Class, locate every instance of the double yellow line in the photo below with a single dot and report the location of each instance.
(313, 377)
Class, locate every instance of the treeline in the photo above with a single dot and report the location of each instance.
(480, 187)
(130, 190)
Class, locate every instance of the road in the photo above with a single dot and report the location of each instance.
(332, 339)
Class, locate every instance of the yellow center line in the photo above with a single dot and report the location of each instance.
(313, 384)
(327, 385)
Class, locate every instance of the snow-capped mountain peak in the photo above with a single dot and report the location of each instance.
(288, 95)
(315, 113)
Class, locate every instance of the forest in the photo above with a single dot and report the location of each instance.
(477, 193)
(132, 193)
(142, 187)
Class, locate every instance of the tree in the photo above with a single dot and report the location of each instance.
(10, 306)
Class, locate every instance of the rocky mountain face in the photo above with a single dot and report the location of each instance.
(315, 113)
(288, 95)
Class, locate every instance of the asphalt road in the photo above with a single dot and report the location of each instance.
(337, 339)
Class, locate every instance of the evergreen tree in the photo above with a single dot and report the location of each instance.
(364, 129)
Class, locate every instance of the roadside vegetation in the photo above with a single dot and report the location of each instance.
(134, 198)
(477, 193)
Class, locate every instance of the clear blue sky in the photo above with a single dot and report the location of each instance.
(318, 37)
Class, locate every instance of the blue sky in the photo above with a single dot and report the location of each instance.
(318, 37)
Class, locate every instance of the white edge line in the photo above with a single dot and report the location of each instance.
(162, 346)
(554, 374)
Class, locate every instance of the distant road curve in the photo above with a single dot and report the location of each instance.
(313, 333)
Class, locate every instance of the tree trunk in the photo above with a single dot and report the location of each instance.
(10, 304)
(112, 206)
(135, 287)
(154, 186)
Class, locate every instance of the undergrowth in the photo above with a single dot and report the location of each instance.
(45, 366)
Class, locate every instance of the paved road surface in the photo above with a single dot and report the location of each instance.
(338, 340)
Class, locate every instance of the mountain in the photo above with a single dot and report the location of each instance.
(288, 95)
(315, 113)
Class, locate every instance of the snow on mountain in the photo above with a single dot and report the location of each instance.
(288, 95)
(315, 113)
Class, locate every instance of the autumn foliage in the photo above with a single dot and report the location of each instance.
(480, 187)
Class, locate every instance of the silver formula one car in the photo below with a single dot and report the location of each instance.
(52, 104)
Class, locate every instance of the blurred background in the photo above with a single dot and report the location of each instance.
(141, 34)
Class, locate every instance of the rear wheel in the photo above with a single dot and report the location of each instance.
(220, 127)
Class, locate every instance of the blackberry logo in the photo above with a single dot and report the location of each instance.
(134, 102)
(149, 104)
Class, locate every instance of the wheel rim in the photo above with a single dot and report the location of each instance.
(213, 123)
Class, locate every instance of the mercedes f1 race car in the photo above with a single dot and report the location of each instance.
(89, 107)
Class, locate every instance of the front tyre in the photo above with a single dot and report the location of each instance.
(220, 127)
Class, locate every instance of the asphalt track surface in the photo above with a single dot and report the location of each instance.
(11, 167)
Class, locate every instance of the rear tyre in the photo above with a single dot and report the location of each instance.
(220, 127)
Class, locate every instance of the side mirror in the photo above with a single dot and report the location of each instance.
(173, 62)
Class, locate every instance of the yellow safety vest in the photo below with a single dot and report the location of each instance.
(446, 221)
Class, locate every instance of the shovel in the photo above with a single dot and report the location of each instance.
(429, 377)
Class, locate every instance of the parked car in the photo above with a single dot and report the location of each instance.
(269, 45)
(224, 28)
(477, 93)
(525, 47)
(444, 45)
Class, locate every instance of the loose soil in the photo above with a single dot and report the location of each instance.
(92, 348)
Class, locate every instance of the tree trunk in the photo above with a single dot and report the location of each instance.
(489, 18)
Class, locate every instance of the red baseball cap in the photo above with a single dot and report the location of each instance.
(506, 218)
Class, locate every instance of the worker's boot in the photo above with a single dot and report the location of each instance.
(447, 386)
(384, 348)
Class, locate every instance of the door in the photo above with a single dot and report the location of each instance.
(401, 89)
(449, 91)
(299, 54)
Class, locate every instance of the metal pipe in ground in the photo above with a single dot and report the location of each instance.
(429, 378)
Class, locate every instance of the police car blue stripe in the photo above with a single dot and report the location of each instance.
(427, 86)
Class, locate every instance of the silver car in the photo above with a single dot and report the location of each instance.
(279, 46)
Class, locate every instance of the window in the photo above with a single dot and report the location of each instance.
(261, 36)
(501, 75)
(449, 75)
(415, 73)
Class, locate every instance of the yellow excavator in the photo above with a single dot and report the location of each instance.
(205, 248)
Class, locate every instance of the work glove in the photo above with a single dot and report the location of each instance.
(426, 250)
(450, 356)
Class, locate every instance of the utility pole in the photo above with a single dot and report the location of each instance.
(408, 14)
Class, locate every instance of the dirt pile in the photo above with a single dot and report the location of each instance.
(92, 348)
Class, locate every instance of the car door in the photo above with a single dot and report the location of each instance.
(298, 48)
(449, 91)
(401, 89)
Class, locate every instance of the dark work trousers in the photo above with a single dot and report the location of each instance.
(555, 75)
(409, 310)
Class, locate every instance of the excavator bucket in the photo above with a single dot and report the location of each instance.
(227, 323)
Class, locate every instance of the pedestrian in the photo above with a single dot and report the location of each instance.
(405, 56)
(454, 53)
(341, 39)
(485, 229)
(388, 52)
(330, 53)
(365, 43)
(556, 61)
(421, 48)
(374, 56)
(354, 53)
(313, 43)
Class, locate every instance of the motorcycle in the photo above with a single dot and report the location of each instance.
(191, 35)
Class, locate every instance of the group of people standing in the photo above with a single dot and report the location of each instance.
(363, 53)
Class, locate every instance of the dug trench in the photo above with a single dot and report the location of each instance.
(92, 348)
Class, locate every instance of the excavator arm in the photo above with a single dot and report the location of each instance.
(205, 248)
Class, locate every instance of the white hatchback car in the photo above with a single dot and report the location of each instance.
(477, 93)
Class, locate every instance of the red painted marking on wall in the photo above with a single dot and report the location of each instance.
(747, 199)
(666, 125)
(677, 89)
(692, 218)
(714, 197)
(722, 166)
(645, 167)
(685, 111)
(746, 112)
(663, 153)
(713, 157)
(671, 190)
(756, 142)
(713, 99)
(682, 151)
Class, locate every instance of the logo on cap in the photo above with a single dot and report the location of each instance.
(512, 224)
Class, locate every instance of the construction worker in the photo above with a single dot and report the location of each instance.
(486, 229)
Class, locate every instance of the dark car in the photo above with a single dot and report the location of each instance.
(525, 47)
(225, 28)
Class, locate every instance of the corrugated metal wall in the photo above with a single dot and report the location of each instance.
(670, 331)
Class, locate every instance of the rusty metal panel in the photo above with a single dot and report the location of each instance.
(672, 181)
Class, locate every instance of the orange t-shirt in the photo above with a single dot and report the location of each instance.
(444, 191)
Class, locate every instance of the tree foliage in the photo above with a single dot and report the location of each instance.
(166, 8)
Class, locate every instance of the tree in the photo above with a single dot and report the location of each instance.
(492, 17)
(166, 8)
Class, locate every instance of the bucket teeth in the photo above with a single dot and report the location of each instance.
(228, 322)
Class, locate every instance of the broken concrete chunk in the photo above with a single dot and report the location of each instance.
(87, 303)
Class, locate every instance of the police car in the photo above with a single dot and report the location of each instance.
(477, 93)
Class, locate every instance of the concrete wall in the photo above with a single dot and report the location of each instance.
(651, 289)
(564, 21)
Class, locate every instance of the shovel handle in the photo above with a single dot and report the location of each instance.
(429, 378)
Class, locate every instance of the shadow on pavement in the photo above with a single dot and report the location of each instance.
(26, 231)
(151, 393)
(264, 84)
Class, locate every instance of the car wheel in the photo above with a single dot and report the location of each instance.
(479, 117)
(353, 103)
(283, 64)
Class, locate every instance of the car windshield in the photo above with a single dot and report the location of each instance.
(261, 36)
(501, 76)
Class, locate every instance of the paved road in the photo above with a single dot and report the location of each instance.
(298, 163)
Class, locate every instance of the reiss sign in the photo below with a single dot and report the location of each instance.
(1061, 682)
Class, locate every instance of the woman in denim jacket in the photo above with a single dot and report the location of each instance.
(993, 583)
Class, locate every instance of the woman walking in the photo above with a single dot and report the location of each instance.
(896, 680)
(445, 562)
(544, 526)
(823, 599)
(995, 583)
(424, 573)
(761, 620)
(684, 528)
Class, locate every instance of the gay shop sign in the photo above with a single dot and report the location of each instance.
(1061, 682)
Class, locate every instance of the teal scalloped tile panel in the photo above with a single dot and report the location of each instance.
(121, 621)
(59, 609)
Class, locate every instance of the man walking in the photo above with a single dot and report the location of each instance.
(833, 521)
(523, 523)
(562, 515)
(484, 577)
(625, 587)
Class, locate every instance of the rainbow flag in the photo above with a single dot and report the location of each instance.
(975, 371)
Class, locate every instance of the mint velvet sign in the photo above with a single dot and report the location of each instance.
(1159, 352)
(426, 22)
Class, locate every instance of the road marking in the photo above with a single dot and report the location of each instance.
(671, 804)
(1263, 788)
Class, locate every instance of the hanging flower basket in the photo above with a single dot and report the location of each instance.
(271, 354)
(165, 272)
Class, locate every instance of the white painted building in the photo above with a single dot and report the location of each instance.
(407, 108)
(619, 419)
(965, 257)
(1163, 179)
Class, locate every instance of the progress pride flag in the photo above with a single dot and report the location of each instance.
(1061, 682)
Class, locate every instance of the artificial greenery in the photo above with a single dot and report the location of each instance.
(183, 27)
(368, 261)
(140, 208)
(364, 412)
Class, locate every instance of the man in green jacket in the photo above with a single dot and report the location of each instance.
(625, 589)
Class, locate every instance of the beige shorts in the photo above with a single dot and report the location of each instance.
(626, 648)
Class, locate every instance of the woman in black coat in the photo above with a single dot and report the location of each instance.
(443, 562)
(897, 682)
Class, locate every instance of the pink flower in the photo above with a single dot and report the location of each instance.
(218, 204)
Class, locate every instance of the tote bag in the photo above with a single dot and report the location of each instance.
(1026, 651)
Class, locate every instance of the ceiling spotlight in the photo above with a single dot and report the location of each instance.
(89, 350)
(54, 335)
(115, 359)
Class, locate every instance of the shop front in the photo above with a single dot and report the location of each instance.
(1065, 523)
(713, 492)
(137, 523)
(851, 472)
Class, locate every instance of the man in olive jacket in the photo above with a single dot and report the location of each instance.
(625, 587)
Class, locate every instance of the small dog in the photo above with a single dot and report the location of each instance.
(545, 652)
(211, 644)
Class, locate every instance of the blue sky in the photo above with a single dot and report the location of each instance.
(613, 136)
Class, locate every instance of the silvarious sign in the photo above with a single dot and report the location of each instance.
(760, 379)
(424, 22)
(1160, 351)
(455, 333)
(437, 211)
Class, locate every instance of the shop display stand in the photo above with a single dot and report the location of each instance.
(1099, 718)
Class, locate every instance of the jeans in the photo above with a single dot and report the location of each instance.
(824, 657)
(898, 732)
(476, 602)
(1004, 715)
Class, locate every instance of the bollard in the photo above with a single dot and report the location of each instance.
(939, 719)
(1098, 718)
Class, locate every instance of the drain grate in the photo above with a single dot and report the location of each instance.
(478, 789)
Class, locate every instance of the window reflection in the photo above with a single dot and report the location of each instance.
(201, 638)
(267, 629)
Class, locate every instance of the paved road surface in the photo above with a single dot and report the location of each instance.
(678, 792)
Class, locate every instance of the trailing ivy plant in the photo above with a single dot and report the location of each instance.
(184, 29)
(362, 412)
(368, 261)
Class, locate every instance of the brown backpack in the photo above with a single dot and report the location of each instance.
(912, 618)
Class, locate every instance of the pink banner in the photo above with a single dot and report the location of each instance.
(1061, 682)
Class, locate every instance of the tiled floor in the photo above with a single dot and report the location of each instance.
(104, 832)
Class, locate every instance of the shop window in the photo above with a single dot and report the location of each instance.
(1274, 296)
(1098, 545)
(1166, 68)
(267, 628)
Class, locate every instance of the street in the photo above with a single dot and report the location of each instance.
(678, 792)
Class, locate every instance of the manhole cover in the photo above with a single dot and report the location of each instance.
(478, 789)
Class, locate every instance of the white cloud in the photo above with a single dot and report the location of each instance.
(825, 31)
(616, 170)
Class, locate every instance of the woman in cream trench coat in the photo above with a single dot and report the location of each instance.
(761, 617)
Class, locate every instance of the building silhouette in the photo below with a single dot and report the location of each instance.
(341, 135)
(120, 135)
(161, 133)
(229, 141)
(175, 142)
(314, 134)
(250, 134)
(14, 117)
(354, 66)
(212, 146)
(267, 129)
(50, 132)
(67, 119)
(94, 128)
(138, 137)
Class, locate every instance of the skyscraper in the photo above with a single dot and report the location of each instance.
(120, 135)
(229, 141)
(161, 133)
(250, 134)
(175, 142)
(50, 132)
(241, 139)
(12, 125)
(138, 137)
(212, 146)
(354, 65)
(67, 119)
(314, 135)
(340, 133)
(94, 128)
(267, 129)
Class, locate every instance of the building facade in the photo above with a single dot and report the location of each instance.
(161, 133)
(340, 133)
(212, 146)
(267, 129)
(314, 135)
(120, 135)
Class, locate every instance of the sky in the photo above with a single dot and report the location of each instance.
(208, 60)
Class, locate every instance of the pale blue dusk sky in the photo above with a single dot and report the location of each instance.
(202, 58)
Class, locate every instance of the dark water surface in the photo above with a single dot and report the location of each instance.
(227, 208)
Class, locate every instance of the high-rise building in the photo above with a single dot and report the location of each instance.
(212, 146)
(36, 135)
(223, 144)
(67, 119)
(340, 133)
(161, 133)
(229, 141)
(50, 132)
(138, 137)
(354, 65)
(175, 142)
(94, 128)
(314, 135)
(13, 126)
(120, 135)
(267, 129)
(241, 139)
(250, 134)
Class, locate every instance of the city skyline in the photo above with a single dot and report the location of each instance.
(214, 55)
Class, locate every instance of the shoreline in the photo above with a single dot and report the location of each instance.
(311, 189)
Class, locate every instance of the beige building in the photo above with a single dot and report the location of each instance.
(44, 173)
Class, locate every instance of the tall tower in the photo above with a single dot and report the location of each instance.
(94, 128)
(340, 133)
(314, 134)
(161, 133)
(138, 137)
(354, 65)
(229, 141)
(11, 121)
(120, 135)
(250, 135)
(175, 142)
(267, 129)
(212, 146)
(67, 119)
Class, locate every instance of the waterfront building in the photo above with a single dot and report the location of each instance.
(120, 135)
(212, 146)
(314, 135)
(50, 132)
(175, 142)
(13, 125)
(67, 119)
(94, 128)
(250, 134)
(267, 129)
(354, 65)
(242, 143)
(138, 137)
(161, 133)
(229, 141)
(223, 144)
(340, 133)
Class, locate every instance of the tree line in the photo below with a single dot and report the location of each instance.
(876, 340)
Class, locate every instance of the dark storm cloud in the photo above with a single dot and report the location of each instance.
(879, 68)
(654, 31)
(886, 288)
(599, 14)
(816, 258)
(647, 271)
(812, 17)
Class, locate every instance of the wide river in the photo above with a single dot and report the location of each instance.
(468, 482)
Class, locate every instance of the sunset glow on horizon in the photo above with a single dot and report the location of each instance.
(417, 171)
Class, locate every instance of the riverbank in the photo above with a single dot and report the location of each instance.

════════

» **Set exercise**: Starting with the line that contains "Class, locate every instance of the tree line", repeat each line through the last one exactly as it appears. Include both ends and nothing more.

» **Problem solution**:
Class, locate every instance of the tree line in the photo below with a single dot and report the location of each instance.
(876, 340)
Class, locate every instance of the dark storm cloud in the photo above with a single dot and report the location of each instance.
(879, 68)
(654, 31)
(886, 288)
(599, 14)
(816, 258)
(647, 271)
(812, 17)
Class, locate every instance of the wide river in the photo above with a single dot and report the location of each instance.
(468, 482)
Class, locate every instance of the sunset glow on horizon in the photo above with a single dot and report the location of each instance.
(417, 171)
Class, locate every instance of the riverbank in the photo above with a single dot and report the location of each instance.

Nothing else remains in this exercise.